--- ASSIGNMENT ---
Return all the data verbatim but without images.

*** Opening DATA SUPPLIED ***

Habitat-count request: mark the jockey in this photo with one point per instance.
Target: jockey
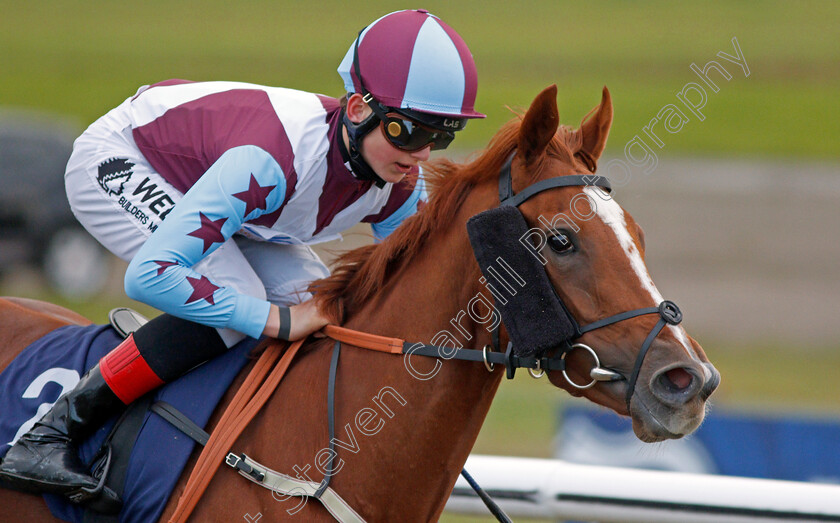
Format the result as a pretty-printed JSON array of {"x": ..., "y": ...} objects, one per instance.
[{"x": 213, "y": 191}]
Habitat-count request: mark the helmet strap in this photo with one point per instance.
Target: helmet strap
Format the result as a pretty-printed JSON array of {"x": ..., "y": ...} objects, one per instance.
[{"x": 355, "y": 133}]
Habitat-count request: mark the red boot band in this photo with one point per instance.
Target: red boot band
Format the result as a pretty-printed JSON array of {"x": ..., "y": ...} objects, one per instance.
[{"x": 127, "y": 373}]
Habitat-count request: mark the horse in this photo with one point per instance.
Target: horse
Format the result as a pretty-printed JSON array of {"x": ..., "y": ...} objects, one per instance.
[{"x": 409, "y": 423}]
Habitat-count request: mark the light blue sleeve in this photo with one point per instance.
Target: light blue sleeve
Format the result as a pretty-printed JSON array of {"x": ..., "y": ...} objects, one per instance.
[
  {"x": 244, "y": 183},
  {"x": 384, "y": 228}
]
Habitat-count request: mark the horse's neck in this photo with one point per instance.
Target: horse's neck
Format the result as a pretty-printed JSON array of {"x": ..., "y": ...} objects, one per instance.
[{"x": 446, "y": 400}]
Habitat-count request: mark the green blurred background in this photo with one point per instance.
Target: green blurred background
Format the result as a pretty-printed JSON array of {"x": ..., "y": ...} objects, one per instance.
[{"x": 79, "y": 59}]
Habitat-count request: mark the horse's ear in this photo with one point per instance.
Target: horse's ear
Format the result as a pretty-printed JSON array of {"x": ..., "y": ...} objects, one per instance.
[
  {"x": 539, "y": 124},
  {"x": 595, "y": 129}
]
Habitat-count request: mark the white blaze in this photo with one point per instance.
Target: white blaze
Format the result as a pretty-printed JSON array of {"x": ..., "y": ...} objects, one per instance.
[{"x": 613, "y": 216}]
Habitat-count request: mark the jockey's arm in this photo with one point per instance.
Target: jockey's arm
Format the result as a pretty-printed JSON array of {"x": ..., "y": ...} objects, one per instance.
[{"x": 234, "y": 189}]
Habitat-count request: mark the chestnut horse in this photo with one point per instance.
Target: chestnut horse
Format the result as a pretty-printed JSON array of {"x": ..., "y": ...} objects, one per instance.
[{"x": 405, "y": 438}]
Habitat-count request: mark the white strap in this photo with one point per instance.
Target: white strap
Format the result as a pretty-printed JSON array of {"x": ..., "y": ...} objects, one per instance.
[{"x": 289, "y": 486}]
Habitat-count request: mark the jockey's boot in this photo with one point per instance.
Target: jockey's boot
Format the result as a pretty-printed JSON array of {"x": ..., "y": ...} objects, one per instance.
[{"x": 45, "y": 459}]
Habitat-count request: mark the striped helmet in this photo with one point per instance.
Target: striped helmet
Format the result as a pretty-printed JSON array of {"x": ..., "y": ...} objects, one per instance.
[{"x": 412, "y": 62}]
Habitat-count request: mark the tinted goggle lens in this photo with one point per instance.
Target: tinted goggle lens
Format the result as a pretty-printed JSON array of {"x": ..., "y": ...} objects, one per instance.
[{"x": 411, "y": 136}]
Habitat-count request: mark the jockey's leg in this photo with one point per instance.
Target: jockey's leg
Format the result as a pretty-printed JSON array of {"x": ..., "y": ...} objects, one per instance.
[{"x": 45, "y": 459}]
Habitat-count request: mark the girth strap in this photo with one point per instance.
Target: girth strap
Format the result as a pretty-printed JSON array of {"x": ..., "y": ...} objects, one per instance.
[
  {"x": 249, "y": 399},
  {"x": 289, "y": 486}
]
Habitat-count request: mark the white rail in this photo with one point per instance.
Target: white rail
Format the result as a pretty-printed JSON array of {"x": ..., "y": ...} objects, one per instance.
[{"x": 559, "y": 490}]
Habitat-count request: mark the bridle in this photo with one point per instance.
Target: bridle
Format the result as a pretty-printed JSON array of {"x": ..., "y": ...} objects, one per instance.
[{"x": 668, "y": 312}]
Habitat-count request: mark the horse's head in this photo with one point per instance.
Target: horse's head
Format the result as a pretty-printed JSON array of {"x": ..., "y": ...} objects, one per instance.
[{"x": 593, "y": 255}]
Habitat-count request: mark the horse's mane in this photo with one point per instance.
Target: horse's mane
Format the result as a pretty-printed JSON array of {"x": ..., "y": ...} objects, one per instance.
[{"x": 359, "y": 273}]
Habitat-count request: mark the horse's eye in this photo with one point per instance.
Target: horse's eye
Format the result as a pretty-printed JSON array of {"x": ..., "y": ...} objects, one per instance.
[{"x": 560, "y": 243}]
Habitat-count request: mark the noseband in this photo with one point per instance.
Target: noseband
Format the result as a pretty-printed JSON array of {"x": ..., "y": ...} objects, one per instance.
[{"x": 667, "y": 311}]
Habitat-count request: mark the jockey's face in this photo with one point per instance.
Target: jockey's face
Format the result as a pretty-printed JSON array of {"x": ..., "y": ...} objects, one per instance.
[{"x": 389, "y": 162}]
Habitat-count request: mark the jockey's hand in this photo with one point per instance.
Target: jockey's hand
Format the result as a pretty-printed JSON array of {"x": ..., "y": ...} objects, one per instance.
[{"x": 306, "y": 319}]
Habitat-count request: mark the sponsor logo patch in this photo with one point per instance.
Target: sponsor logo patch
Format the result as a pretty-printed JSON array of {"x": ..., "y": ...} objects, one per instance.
[{"x": 113, "y": 174}]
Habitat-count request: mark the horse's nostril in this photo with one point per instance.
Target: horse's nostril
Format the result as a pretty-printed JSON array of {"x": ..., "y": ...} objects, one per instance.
[{"x": 677, "y": 380}]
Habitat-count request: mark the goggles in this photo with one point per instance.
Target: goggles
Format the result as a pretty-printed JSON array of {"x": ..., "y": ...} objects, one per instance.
[{"x": 406, "y": 134}]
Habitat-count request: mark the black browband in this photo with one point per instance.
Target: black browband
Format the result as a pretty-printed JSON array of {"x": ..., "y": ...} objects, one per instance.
[{"x": 668, "y": 311}]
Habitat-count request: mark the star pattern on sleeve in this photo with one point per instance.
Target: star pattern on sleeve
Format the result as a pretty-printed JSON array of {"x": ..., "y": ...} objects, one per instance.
[
  {"x": 210, "y": 231},
  {"x": 163, "y": 266},
  {"x": 203, "y": 289},
  {"x": 256, "y": 197}
]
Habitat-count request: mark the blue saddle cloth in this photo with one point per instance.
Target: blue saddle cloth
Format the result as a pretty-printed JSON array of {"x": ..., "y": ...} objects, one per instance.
[{"x": 53, "y": 365}]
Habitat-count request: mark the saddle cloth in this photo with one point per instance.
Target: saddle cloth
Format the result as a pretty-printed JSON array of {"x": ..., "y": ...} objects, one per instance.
[{"x": 53, "y": 365}]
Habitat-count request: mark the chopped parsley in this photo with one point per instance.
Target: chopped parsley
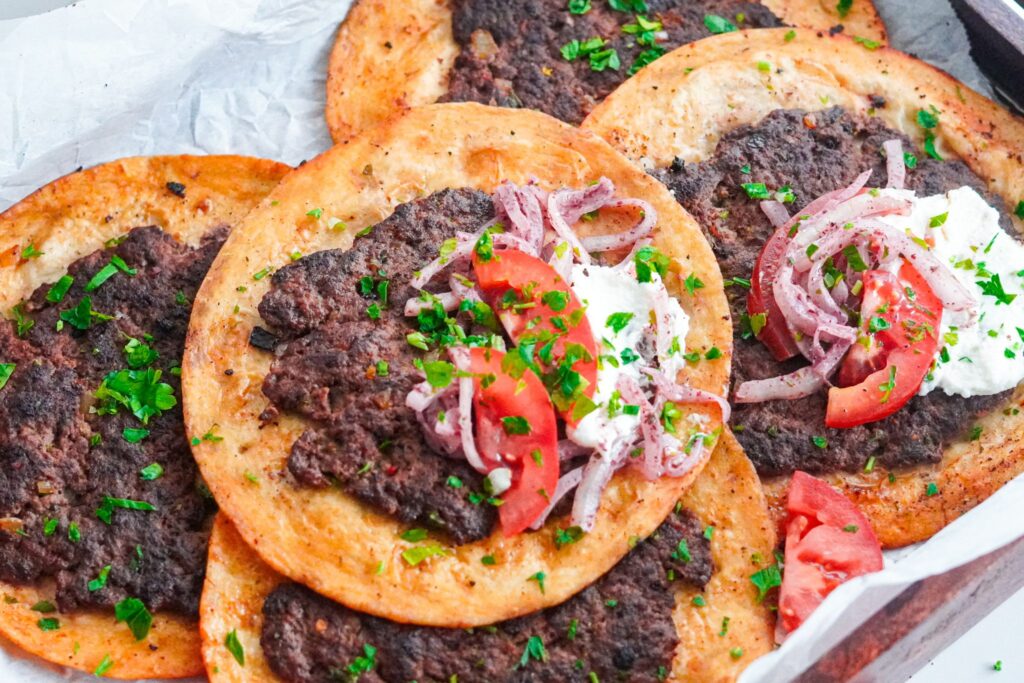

*** Closing DATA SUPPLIED ***

--- RESULT OF THIS EXERCISE ---
Habitat-count request: mark the jockey in this photo with one point per instance.
Target: jockey
Format the result as a pretty-printed JSON array of {"x": ..., "y": ...} objects, one per instance.
[{"x": 213, "y": 191}]
Habitat-count request: mark the helmet strap in this photo with one point per instance.
Target: helmet strap
Format the result as a pretty-printed JSON array of {"x": ..., "y": ...} objects, one per instance.
[{"x": 355, "y": 133}]
Habitat-count request: mark the red boot band in this photo with one point per instance.
Target: red boot band
Format the result as a pretty-printed JSON array of {"x": ..., "y": ...} objects, one per instance.
[{"x": 127, "y": 373}]
Habitat-count request: mark the horse in this photo with one point per instance.
Target: horse
Format the result as a pretty-printed JSON array of {"x": ..., "y": ...} objects, one per instance.
[{"x": 409, "y": 423}]
Habitat-count request: mark the light blue sleeve in this photo with one point per instance.
Target: light blue sleeve
Format the result as a pretty-printed JSON array of {"x": ..., "y": ...} objects, one per instance.
[
  {"x": 244, "y": 183},
  {"x": 384, "y": 228}
]
Habitat-count request: mark the horse's neck in this photo with one point per instance.
Target: horse's neck
Format the result as a pretty-printed JSON array of {"x": ..., "y": ...} objects, one per instance.
[{"x": 446, "y": 400}]
Habitat-count request: mark the green blurred background in this photo with one point per instance.
Target: green blurred background
Format the result as a pretty-printed JSON array of {"x": ..., "y": ...} objects, one per instance.
[{"x": 79, "y": 59}]
Habitat-count request: mark the horse's ear in this photo with one point per instance.
Target: horse's ear
Format the result as a pretty-printed JSON array of {"x": ..., "y": ...} objects, one per instance.
[
  {"x": 539, "y": 124},
  {"x": 595, "y": 129}
]
Habitat-count request: mark the white blaze in this photo with one point per instance.
Target: white blaze
Format the result as a pretty-printed JSON array of {"x": ..., "y": ...} objects, one per instance.
[{"x": 613, "y": 216}]
Habitat-count request: mark the jockey's arm in this photo with one point per instance.
Target: jockey's arm
Format the result as a pretty-printed JSON array of {"x": ..., "y": ...} objects, one per instance.
[{"x": 234, "y": 189}]
Habitat-count request: mark the chestnut horse in this photo with one point per instance.
Target: chestnut horse
Format the result as a pretty-printed JSON array of {"x": ..., "y": ...} objects, one per instance.
[{"x": 405, "y": 438}]
Habitat-count request: mark the white strap in this photo with one point per instance.
Target: white strap
Format the result as a pretty-printed JSON array of {"x": ..., "y": ...} objects, one per instance.
[{"x": 289, "y": 486}]
Habitat-count request: mark the jockey's boot in this photo with one point per instance.
Target: jockey's boot
Format the result as a pretty-printed JSON array of {"x": ..., "y": ...} objects, one per instance.
[{"x": 45, "y": 459}]
Habitat-count request: mark the striped helmet in this photo with one point per instance.
Target: striped helmet
Format the result as a pretty-printed JSON array of {"x": ..., "y": ...} objects, one per instance.
[{"x": 412, "y": 62}]
Habitat-count request: mark the tinted goggle lens in this photo with one point per instance.
Target: tinted goggle lens
Format the result as a pretty-printed JSON array of {"x": ..., "y": ...} objects, one per instance.
[{"x": 411, "y": 136}]
Habitat-count request: mark the jockey's leg in this photo with one point per instance.
Target: jockey's leg
Format the result as a pretty-printed JSON array of {"x": ..., "y": ...} objects, one per instance.
[{"x": 45, "y": 459}]
Habitat-count request: mark the girth strap in this photo with one point per instance.
Target: girth strap
Format the result as a pretty-printed JSON array of {"x": ..., "y": ...} objects, one per instance.
[
  {"x": 249, "y": 399},
  {"x": 289, "y": 486}
]
Habitat-count request: mark the white rail in this photo with one point per instance.
Target: white rail
Format the result as a pretty-printed JSON array of {"x": ..., "y": ...} objects, one per instance.
[{"x": 559, "y": 490}]
Habitat-count request: mark the bridle in this photo with one point per instance.
Target: bridle
Format the result as a pretty-printed JSON array of {"x": ..., "y": ...} objects, one per instance.
[{"x": 668, "y": 312}]
Habitat-count request: mark the horse's head in this photo with one point per instance.
Target: horse's head
Format the result as a pretty-printed JSON array of {"x": ..., "y": ...} objects, one per instance.
[{"x": 593, "y": 255}]
Habitat-count request: mark the horse's mane in this photo with one point per instance.
Target: horse's mane
Format the result as a pretty-printed JSON array of {"x": ..., "y": ...} objects, one per instance.
[{"x": 359, "y": 273}]
Habitat-count request: mark the horse's eye in this photo with one point per instance.
Target: horse's eye
Format the result as a pretty-printed JSON array of {"x": ..., "y": ...} objects, one per instance.
[{"x": 560, "y": 243}]
Habitat-count request: mark the noseband in this photo with one point per instance.
Target: noseband
Format the result as a pretty-printed JSON array of {"x": ..., "y": ...} objects, one per instance.
[{"x": 667, "y": 311}]
Habitat-count request: mark the jockey's face in this photo with one point per instance.
Target: jockey's face
Format the result as a pretty-printed JSON array of {"x": ..., "y": ...} objects, one per instance.
[{"x": 389, "y": 162}]
Habitat-count request: mark the jockey's hand in this photo with one point per instance.
Target: jockey's hand
Format the result as a pretty-printed JSON array of {"x": ..., "y": ...} objects, one per instance.
[{"x": 306, "y": 319}]
Habitat-count request: mark the sponsor logo patch in this photo with one point per instance.
Target: sponsor logo patch
Format the result as a pretty-printed JSON array of {"x": ..., "y": ...} objects, one per instance.
[{"x": 113, "y": 174}]
Habitat-count request: mark the horse's nostril in this photo with one point per instance.
Target: horse's nostril
Format the result as a pretty-printed JSON array of {"x": ..., "y": ...} objects, one per instance.
[{"x": 677, "y": 380}]
Habitat-count request: mark the goggles in this photo with one point per instance.
Target: goggles
Format the result as a pretty-printed JSON array of {"x": ..., "y": ...} objects, one per instance.
[{"x": 406, "y": 134}]
Habitat-count request: mark the black browband in this photo with one point per instance.
Target: black browband
Format the result as a pretty-printed JSON array of {"x": ..., "y": ...} objects, one per instance.
[{"x": 668, "y": 311}]
Habitat-count request: mark the star pattern on sleeve in this photo with one point per instance.
Target: star pattern on sleeve
Format the result as a pretty-printed JSON array of {"x": ..., "y": ...} objects, one per instance.
[
  {"x": 210, "y": 231},
  {"x": 163, "y": 266},
  {"x": 203, "y": 289},
  {"x": 256, "y": 197}
]
Habitat-count request: mark the blue saddle cloth in this photo with one point per instance.
Target: blue saddle cloth
Format the result as a pretty-printed JSON array of {"x": ..., "y": ...} objects, one per instance.
[{"x": 53, "y": 365}]
Habitat-count request: mark the saddle cloth in this photo with one point per instance.
Target: saddle cloth
Format the result as a pretty-printed JSON array of {"x": ..., "y": ...} objects, one per instance.
[{"x": 53, "y": 365}]
Habitat-count request: mark the chopped parsley in this photo with one point per instance.
Target: chopped parsley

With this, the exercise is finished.